- _Texto de leitura_:
Os Contos de Fada e A Criança de Sentido Indizível

O imaginário exerce, na realidade, o papel de encenador das condições psíquicas [...] (KRISTEVA, 2002).

No texto “A criança de sentido indizível", a filósofa-psicanalista Júlia Kristeva nos apresenta relatos do tratamento de uma criança de três anos – Paul - com dificuldades neurológicas no campo linguístico. A criança não proferia qualquer palavra, não suportava o diálogo entre os pais e recusava a troca de palavras entre o terapeuta e a mãe (p.116). Para Kristeva os retardos na aquisição da linguagem ou dificuldades na aprendizagem das categorias lógicas e gramaticais, quando menores, não afetam o acesso ao simbólico na criança, quando possibilitada a essa uma ampla e intensa utilização do imaginário. Explicando sua colocação, a autora passa a definição do que chama de simbólico e de imaginário.

O simbólico seria o exercício do discurso segundo regras lógicas e gramaticais da interlocução, e o imaginário, aponta a autora, figura a representação de estratégias de identificação, introjeção e projeção, que mobilizam a imagem do corpo, as do ego e as do outro, e que utilizam os processos primários (deslocamento e condensação) (p.113). A partir dessas especificações, a autora acaba por esclarecer em seus conceito de psicologia a função da literatura infantil e suas histórias que, atemporais, como nos casos dos contos de fadas, ainda hoje caem no gosto de toda e qualquer criança.

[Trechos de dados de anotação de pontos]

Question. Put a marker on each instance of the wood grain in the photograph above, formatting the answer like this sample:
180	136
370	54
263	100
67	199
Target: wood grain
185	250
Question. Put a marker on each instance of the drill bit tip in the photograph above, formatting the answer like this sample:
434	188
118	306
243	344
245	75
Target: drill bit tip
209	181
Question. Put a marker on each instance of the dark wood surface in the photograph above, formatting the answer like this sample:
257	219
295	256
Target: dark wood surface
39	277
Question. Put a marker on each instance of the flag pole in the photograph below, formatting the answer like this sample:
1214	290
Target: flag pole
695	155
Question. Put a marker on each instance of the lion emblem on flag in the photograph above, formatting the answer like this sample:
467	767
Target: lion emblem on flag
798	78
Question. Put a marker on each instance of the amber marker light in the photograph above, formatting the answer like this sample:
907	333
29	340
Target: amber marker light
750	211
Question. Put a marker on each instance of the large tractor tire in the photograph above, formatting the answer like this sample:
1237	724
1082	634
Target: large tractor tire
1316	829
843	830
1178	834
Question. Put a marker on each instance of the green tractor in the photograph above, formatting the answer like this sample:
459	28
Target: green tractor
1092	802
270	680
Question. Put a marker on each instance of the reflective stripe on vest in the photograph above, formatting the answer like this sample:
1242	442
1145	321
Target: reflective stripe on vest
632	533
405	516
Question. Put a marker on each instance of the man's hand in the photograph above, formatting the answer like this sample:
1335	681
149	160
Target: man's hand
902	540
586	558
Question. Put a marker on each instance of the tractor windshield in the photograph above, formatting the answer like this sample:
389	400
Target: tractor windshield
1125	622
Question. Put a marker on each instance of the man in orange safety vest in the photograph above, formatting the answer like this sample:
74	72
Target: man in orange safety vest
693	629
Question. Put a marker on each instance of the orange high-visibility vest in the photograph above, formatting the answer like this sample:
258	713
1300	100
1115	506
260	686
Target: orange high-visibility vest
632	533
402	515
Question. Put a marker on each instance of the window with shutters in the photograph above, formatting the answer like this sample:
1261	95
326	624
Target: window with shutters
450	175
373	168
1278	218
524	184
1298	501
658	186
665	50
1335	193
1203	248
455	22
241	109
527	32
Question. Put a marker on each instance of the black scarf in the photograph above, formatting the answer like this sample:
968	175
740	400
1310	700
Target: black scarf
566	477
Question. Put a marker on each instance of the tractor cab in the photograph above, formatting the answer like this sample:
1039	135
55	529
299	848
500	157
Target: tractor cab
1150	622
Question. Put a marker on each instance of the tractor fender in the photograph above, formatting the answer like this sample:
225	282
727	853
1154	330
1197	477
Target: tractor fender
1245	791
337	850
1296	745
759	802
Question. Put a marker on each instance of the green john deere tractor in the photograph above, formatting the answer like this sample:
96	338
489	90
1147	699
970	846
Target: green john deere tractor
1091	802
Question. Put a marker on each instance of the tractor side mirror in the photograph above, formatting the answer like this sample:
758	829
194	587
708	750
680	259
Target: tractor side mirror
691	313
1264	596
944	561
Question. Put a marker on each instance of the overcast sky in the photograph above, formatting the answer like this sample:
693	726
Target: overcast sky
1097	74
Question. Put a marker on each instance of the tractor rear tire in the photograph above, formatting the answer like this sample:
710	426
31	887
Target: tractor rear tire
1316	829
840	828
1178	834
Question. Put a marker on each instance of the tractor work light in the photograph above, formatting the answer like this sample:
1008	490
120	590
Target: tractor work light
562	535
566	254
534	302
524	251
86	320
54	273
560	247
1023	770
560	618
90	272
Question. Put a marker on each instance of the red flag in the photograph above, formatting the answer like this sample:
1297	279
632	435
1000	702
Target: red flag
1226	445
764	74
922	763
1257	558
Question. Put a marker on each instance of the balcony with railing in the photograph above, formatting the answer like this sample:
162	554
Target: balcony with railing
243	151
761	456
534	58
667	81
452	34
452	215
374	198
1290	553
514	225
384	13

- _Requisitos da tarefa_: Reproduza o trecho do texto sobre contos de fada de "O imaginário exerce, na" a "e de imaginário.", substituindo "terapeuta" por "analista".

- _Resultado da tarefa_:
O imaginário exerce, na realidade, o papel de encenador das condições psíquicas [...] (KRISTEVA, 2002).

No texto “A criança de sentido indizível", a filósofa-psicanalista Júlia Kristeva nos apresenta relatos do tratamento de uma criança de três anos – Paul - com dificuldades neurológicas no campo linguístico. A criança não proferia qualquer palavra, não suportava o diálogo entre os pais e recusava a troca de palavras entre o analista e a mãe (p.116). Para Kristeva os retardos na aquisição da linguagem ou dificuldades na aprendizagem das categorias lógicas e gramaticais, quando menores, não afetam o acesso ao simbólico na criança, quando possibilitada a essa uma ampla e intensa utilização do imaginário. Explicando sua colocação, a autora passa a definição do que chama de simbólico e de imaginário.